WHAT TO PRODUCE: In the records below, which lines include "road"? Copy them.

--- INPUT MATERIAL ---

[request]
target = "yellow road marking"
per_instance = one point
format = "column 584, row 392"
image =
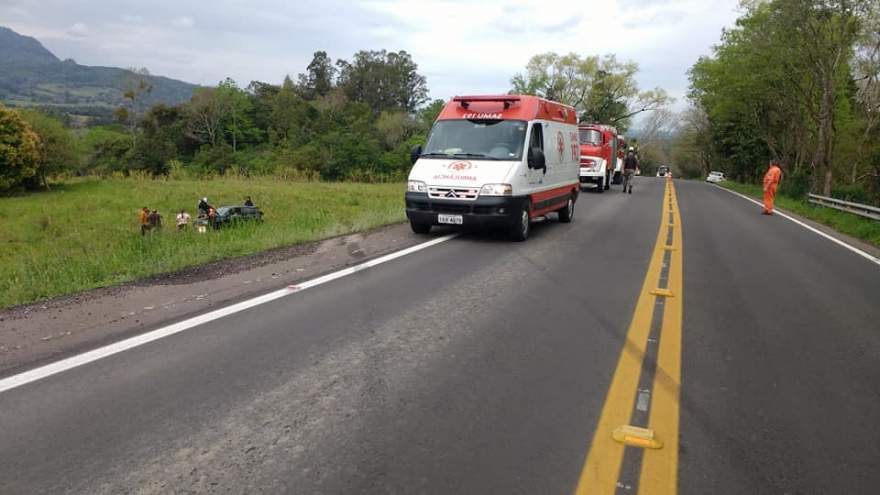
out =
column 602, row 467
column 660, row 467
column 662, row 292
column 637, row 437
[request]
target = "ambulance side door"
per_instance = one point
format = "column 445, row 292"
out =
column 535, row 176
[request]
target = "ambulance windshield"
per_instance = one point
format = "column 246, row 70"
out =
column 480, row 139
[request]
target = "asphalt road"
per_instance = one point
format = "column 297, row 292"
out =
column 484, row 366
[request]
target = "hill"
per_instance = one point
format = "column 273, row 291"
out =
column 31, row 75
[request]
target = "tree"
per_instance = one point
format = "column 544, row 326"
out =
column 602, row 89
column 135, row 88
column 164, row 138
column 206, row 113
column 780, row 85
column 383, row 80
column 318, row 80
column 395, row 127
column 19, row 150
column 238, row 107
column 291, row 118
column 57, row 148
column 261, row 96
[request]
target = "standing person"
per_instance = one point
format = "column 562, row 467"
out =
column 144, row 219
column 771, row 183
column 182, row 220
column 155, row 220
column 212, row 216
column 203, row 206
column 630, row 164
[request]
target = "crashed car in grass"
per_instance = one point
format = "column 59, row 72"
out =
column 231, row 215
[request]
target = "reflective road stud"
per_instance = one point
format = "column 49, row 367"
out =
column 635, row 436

---

TASK SOLUTION:
target = "yellow road marking"
target = "asphalt road"
target = "reflective road stud"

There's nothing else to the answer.